> **Goal**
Rewrite every line below, not only the answers, from the one containing "of the man's" down to the end of the items, shifting each answer coordinate by -36.

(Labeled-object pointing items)
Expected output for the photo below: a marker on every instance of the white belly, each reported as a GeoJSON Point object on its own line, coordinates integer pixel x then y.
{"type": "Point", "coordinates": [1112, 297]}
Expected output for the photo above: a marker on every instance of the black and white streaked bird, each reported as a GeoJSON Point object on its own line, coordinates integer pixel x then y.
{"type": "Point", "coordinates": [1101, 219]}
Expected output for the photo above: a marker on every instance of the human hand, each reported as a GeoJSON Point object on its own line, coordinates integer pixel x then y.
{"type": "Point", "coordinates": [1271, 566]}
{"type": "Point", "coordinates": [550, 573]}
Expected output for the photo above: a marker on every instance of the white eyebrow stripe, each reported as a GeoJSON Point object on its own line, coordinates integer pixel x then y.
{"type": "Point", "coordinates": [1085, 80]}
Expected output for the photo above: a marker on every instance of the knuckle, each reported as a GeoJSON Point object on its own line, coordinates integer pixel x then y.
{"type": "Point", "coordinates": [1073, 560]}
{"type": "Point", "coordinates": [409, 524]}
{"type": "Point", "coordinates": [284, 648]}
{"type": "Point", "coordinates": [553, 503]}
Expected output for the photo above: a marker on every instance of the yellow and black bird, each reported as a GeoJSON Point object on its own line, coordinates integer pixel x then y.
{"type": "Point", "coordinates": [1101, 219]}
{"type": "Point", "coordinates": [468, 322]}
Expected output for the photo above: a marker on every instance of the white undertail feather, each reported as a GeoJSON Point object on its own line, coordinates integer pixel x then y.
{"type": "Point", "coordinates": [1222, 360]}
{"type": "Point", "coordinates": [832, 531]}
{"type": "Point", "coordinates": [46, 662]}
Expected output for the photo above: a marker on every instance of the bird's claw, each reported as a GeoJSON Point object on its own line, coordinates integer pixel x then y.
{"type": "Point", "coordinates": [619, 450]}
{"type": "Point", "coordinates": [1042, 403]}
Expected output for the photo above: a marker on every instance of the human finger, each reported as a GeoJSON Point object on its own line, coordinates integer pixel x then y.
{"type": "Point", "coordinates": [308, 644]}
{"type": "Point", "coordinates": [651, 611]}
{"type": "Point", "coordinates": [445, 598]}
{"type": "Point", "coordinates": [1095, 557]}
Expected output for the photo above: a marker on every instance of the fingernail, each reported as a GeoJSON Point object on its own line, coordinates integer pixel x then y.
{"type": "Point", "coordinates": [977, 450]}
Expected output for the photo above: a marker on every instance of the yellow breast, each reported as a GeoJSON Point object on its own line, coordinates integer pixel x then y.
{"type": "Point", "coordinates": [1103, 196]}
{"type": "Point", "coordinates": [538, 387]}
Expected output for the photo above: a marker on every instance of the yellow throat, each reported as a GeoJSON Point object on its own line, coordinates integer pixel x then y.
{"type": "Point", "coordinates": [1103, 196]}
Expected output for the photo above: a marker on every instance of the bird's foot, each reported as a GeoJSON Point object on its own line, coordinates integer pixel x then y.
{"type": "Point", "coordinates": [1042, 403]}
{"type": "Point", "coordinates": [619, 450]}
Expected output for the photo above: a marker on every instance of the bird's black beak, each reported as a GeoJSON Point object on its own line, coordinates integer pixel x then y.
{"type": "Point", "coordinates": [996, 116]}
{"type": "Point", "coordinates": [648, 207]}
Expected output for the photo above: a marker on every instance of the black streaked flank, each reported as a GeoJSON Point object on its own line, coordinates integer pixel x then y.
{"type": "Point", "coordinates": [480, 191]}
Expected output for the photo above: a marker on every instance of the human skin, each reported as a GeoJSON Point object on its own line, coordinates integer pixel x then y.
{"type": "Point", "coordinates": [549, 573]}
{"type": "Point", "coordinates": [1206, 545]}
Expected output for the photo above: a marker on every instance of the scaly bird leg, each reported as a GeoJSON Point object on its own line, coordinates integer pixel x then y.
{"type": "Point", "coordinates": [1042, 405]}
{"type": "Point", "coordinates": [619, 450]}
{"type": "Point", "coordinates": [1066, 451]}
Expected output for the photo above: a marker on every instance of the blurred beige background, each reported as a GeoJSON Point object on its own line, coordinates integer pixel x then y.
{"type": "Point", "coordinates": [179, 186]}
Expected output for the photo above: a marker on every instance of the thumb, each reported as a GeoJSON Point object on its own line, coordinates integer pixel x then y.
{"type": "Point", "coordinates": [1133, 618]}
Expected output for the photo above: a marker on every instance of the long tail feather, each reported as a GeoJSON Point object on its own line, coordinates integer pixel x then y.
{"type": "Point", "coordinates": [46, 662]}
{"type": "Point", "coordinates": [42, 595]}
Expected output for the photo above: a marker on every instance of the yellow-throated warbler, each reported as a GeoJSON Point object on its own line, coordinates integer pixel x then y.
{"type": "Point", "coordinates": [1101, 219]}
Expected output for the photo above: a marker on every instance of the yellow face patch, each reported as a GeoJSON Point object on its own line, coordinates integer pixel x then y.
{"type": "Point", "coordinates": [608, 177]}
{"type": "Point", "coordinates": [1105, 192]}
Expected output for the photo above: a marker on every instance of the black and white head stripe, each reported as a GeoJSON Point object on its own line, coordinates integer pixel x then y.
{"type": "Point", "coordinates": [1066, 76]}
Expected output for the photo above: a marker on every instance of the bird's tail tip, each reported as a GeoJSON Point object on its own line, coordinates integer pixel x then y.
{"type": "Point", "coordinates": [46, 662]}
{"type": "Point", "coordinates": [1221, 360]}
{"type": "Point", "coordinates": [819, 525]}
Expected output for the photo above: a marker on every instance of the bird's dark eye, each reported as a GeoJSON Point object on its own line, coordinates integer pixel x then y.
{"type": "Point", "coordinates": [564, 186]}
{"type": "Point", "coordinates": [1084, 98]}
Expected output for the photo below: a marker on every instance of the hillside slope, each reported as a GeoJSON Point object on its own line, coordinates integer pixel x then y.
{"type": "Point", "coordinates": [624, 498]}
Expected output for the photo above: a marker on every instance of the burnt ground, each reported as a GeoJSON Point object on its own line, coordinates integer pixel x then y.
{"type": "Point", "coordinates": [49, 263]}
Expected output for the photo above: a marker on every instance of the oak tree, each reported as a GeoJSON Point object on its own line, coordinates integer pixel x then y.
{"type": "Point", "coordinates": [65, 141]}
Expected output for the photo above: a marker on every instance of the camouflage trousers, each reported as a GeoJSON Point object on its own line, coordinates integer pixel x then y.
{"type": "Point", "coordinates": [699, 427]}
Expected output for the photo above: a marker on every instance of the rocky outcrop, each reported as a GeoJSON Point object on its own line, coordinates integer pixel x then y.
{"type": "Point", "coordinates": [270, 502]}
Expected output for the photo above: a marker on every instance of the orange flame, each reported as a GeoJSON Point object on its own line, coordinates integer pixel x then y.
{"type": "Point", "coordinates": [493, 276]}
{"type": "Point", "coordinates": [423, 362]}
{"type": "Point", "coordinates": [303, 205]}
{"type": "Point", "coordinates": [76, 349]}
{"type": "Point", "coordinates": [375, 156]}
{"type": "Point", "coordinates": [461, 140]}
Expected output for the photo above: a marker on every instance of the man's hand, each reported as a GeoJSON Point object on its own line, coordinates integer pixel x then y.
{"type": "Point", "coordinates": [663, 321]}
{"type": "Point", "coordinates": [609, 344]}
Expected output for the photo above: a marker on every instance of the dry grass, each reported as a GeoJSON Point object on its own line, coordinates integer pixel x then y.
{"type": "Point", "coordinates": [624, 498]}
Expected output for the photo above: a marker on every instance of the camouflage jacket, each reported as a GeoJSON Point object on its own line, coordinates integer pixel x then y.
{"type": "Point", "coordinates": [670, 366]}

> **Correct response**
Expected output for the photo above: a marker on every instance of the man's hand, each reported as a GeoJSON Point object on its own line, coordinates integer pixel x then y.
{"type": "Point", "coordinates": [627, 285]}
{"type": "Point", "coordinates": [573, 308]}
Expected output for the photo above: a marker on every instance of the dry grass, each reported as a GeoJSON Point object on its own line, coordinates integer pixel x then y.
{"type": "Point", "coordinates": [588, 462]}
Expected output for the photo above: a marker on every instance of the camouflage jacket, each reported as a GeoJSON Point object on its own line, coordinates integer pixel x then y.
{"type": "Point", "coordinates": [634, 330]}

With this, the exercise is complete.